— begin Excerpted text —

Woman playing a word game with letter tiles

Make or Do? Six Word Pairs That Trip Up Almost Every English Learner

A student of mine once told me she’d “done a big mistake” in a job interview. Then she stopped, frowned, and corrected herself: “Made a big mistake?” She got it right on the second try. But you could see the confidence drain out of her, and that bothered me way more than the mistake did.

If that’s ever been you, I want you to know two things. First, mixing up words like make and do has nothing to do with how smart you are. These pairs are confusing because in your language, they’re probably one single word. Second, most of them follow patterns you can learn in about ten minutes.

So here are the six pairs my students mix up the most, and how I teach them in class.

Student sitting at a desk with open textbooks looking confused

Make and do

The short version: you make things that exist afterwards, and you do activities and tasks.

You make dinner, make a plan, make money, make a decision, make a mess. When you’re finished, there’s a result sitting there. The dinner exists. The mess definitely exists.

You do homework, do the dishes, do your job, do exercise. These are just activities. Nothing new gets created; the work simply gets done.

It’s not a perfect rule, and English has some annoying exceptions (why is it “do your hair”? no idea, you just have to accept it). But the create-vs-activity idea covers maybe ninety percent of cases, which is a much better starting point than guessing.

Say and tell

This one has an actual rule, and it works basically every time: tell needs a person immediately after it. Say doesn’t.

She told me the meeting was cancelled.
She said the meeting was cancelled.

Both fine. The one that isn’t fine is “she said me the meeting was cancelled,” which I hear in class every single week. If there’s a person right after the verb, you want tell. If not, say. That’s the whole rule.

— end Excerpted text —
— begin Data lines —

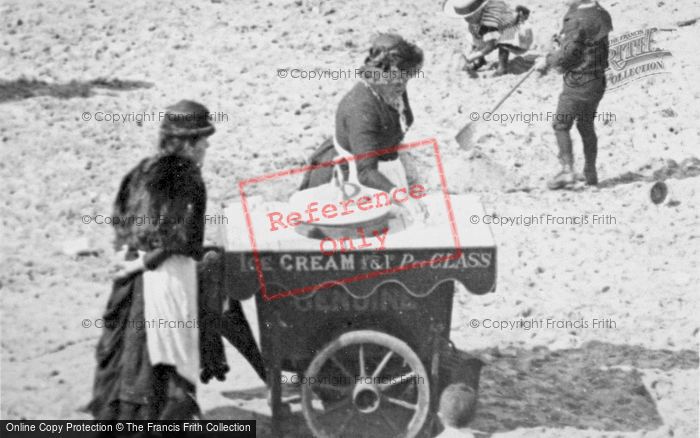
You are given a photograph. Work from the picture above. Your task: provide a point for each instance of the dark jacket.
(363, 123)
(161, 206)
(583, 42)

— end Data lines —
— begin Data lines —

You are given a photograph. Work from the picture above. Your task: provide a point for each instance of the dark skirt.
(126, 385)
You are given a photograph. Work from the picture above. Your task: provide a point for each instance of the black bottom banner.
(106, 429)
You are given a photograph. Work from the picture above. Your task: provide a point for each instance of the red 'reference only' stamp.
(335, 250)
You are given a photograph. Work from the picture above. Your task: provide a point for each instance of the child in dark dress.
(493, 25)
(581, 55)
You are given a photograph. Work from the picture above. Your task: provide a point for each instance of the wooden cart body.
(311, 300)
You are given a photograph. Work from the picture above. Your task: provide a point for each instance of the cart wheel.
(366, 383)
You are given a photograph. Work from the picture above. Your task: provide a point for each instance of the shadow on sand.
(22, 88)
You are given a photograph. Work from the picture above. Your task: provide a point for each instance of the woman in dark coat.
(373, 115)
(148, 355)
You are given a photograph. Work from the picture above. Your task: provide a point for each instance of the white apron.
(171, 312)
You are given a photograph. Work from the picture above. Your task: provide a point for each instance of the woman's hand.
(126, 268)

— end Data lines —
— begin Data lines —

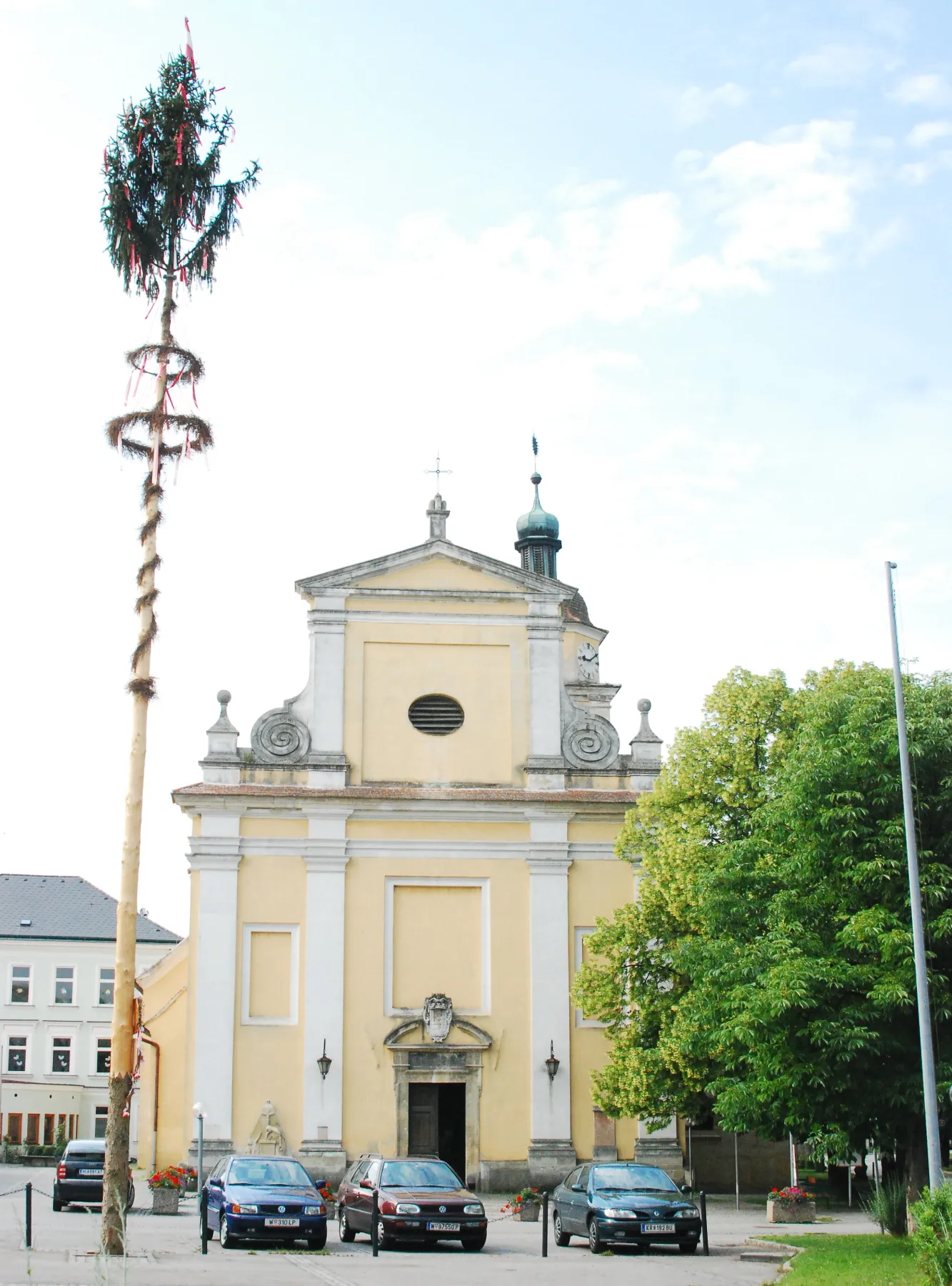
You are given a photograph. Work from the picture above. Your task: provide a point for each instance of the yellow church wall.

— end Data lines —

> **The tasks**
- a) From the article on confusing English word pairs, reproduce the passage starting with "It’s not a perfect" and going on through "said the meeting was cancelled.".
- b) In the article on confusing English word pairs, what has to come immediately after tell?
- c) Pick up the article on confusing English word pairs after its final sentence and keep writing it.

> **Task results**
- a)
It’s not a perfect rule, and English has some annoying exceptions (why is it “do your hair”? no idea, you just have to accept it). But the create-vs-activity idea covers maybe ninety percent of cases, which is a much better starting point than guessing.

Say and tell

This one has an actual rule, and it works basically every time: tell needs a person immediately after it. Say doesn’t.

She told me the meeting was cancelled.
She said the meeting was cancelled.

- b) A person.

- c)
Two women having a conversation at a table

Borrow and lend

Here’s why this pair breaks everyone’s brain: both words describe the same event. The only difference is which direction you’re looking at it from.

Borrowing is taking. Lending is giving. So “Can I borrow your pen?” and “Can you lend me your pen?” are the same request wearing different clothes.

When my students get stuck, I tell them to picture a library. You borrow books from the library. The library lends books to you. Nobody has ever walked into a library and lent a book off the shelf. If that mental image sticks, you’ve got it.

And yes, I lent my brother fifty dollars once. Still waiting.

Fun and funny

Careful with this one, because getting it wrong doesn’t just sound off. It changes your meaning.

Fun means you enjoyed something. Funny means it made you laugh. A beach day is fun. A comedian is funny. Simple enough, until someone says “the party was funny” and I have to ask what exactly happened at this party. A clown showed up? Someone fell in the pool?

If you enjoyed it, it was fun. Save funny for things that actually make people laugh.

Remember and remind

Remembering happens inside your own head. Reminding comes from outside.

I can’t remember her name. Nobody’s helping me here; my brain is just failing on its own.

Can you remind me to call the dentist? Now I’m asking for outside help.

The word itself gives you a clue: remind is basically “re-mind,” putting something back into your mind. A song can remind you of your hometown. Your phone can remind you about a meeting. But when you manage it alone, you remember.

Hear and listen

You hear things by accident. You listen on purpose.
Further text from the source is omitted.